- [MATERIAL FOR THE TASK]:

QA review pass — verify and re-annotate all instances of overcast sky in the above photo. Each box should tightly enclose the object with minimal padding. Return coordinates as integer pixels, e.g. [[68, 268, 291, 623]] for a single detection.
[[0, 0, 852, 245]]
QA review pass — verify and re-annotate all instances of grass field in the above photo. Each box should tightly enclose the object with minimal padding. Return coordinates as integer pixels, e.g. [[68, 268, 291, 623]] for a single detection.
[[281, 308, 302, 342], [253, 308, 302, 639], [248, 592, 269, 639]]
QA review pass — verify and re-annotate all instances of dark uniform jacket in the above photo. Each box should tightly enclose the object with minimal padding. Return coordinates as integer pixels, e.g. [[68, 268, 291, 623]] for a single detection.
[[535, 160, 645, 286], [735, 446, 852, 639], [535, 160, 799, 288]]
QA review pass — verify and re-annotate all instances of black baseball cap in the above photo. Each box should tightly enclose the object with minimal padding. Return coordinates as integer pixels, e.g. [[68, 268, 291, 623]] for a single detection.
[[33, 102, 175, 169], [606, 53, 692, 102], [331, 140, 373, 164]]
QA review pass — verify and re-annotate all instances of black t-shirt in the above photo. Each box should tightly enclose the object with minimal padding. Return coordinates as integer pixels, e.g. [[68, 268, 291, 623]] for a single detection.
* * *
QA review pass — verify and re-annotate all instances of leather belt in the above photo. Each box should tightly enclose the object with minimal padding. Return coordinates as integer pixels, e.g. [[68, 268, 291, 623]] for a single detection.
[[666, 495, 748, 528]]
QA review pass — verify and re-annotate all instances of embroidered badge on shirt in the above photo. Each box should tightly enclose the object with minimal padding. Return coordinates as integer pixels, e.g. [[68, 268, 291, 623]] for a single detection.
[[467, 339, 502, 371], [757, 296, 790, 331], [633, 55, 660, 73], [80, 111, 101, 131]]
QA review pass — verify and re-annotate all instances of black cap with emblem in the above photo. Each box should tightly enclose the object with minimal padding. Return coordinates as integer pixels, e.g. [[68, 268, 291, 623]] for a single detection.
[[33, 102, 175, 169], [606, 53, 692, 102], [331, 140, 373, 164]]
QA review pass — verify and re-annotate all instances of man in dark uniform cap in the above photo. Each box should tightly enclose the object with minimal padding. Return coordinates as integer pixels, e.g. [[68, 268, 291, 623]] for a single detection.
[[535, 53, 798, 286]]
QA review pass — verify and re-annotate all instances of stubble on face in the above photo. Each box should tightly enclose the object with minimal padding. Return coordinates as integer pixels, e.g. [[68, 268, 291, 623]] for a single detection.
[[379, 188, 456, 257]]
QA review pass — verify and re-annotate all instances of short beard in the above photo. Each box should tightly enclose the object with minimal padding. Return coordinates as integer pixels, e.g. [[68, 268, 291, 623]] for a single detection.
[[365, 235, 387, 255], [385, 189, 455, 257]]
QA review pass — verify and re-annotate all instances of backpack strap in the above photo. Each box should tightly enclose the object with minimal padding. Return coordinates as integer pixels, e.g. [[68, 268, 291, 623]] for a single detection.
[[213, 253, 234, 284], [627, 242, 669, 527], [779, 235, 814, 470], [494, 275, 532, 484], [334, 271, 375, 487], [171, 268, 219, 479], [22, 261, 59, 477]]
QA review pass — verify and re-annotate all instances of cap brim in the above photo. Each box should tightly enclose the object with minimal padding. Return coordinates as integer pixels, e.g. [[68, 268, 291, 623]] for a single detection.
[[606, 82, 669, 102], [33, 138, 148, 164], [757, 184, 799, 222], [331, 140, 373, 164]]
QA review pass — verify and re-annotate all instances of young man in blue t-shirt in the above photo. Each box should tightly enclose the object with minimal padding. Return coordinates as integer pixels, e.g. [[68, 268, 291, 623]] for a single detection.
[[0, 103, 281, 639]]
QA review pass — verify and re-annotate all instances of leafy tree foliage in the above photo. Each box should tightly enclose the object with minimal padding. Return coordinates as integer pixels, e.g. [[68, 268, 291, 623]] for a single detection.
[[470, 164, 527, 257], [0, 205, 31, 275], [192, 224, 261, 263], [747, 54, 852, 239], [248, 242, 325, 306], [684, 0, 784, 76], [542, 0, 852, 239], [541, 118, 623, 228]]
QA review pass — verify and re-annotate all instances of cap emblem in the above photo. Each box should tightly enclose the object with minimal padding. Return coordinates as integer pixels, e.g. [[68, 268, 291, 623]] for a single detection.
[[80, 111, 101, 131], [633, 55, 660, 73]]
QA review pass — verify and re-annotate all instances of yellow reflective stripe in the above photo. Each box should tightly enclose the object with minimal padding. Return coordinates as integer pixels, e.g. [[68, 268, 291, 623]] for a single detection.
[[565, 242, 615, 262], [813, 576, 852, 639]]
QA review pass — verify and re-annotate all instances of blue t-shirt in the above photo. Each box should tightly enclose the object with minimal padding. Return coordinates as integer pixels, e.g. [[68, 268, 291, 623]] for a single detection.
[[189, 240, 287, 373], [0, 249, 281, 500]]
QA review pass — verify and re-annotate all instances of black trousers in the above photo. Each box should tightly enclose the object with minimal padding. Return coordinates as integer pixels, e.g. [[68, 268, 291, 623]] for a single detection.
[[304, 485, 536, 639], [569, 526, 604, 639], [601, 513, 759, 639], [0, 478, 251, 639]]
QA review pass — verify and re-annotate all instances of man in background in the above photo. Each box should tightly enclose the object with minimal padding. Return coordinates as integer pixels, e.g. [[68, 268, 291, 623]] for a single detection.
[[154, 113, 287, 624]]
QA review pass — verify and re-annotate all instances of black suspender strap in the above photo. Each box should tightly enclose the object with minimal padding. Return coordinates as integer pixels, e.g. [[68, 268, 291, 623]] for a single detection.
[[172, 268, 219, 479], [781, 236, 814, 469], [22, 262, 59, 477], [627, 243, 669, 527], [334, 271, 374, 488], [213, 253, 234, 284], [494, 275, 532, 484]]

- [WHAT IS ASKED]: Quote verbatim the rows running from the line with "of black suspender" to the line with "275, 532, 484]]", both included.

- [RESULT BELOW]:
QA review pass — verify and re-annotate all instances of black suspender strap in the above photo. Each box should tightly enclose the object with minimal padding. Return coordinates as integer pixels, e.g. [[68, 268, 291, 623]] for a single detection.
[[172, 268, 219, 479], [781, 236, 814, 469], [22, 262, 59, 477], [627, 243, 669, 527], [334, 271, 374, 488], [213, 253, 234, 284], [494, 275, 532, 484]]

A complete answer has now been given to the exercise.